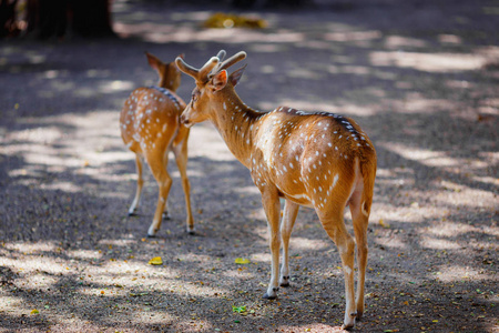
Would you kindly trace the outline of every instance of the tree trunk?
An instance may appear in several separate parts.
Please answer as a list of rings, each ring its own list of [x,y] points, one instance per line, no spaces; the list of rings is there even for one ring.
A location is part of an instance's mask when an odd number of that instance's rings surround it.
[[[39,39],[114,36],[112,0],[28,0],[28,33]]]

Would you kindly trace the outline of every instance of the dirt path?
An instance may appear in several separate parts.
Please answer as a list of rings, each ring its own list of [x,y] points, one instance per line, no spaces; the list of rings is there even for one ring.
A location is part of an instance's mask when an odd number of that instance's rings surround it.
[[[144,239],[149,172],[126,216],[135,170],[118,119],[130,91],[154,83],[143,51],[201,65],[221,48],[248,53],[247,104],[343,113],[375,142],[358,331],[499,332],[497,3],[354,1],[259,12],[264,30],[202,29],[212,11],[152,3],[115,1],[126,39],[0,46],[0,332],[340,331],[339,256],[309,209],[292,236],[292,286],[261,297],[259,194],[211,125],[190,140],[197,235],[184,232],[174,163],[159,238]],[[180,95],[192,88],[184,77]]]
------------------------------
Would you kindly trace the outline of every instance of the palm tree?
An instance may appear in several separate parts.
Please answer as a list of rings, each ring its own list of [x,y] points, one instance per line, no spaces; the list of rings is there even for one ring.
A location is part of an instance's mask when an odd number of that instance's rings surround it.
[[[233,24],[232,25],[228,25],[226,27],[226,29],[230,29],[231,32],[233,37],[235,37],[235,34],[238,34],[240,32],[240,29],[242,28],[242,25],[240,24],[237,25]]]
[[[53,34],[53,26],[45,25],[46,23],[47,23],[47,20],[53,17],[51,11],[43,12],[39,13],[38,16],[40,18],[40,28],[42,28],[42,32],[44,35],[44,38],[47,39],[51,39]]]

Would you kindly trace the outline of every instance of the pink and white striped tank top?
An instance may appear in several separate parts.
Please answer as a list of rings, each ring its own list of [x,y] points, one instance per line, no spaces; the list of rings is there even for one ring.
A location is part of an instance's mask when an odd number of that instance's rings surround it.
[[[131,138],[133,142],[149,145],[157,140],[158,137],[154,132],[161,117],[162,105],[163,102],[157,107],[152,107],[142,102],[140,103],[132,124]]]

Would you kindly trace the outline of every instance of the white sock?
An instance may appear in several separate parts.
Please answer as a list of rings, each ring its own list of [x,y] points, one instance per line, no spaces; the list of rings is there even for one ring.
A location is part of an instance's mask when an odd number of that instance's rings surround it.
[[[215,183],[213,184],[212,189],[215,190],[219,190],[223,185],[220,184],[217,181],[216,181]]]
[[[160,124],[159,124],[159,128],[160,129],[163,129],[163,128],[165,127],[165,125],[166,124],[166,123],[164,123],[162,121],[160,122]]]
------------------------------
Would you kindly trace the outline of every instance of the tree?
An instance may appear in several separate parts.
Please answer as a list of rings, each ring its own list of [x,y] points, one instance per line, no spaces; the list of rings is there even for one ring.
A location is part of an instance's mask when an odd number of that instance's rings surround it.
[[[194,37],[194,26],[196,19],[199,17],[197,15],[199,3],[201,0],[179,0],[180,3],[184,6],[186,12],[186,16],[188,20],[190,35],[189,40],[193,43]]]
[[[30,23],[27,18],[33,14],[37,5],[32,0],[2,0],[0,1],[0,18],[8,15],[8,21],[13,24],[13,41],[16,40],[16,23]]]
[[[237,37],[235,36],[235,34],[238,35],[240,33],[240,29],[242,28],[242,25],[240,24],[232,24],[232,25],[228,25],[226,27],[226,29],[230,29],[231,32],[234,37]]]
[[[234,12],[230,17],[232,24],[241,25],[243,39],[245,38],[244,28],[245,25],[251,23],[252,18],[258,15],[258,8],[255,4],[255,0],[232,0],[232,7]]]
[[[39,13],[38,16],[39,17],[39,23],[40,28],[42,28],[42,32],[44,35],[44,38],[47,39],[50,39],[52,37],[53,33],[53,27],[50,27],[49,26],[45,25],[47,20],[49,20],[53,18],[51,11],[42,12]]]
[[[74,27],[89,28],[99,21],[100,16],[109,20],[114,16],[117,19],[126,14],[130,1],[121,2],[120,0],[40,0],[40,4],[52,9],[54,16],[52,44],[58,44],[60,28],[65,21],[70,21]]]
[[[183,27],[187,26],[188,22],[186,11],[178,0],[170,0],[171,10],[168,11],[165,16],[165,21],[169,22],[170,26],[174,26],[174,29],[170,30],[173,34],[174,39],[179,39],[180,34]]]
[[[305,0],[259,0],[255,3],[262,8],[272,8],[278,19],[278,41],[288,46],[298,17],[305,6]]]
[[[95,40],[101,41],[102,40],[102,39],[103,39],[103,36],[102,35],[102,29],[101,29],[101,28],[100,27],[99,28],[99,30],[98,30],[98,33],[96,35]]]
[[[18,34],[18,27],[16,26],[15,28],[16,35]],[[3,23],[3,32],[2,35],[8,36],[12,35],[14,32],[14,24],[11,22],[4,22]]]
------------------------------
__Short problem__
Rewrite the lines between the one holding "the tree trunk?" and the one holding "[[[39,39],[114,36],[112,0],[28,0],[28,33]]]", inclusive, with "location" replaced by "position" and everything else left unchanged. Give only those lines.

__Solution to the exercise__
Would you kindly trace the outline of every instance of the tree trunk?
An instance may appear in several separate parts.
Please answer as a list of rings, each ring its own list of [x,y] points, one instance per line, no spaces; the list of rings is there even for one ring.
A position is part of an instance's mask when an odd number of that instance's rings surround it.
[[[39,39],[114,36],[112,0],[28,0],[28,33]]]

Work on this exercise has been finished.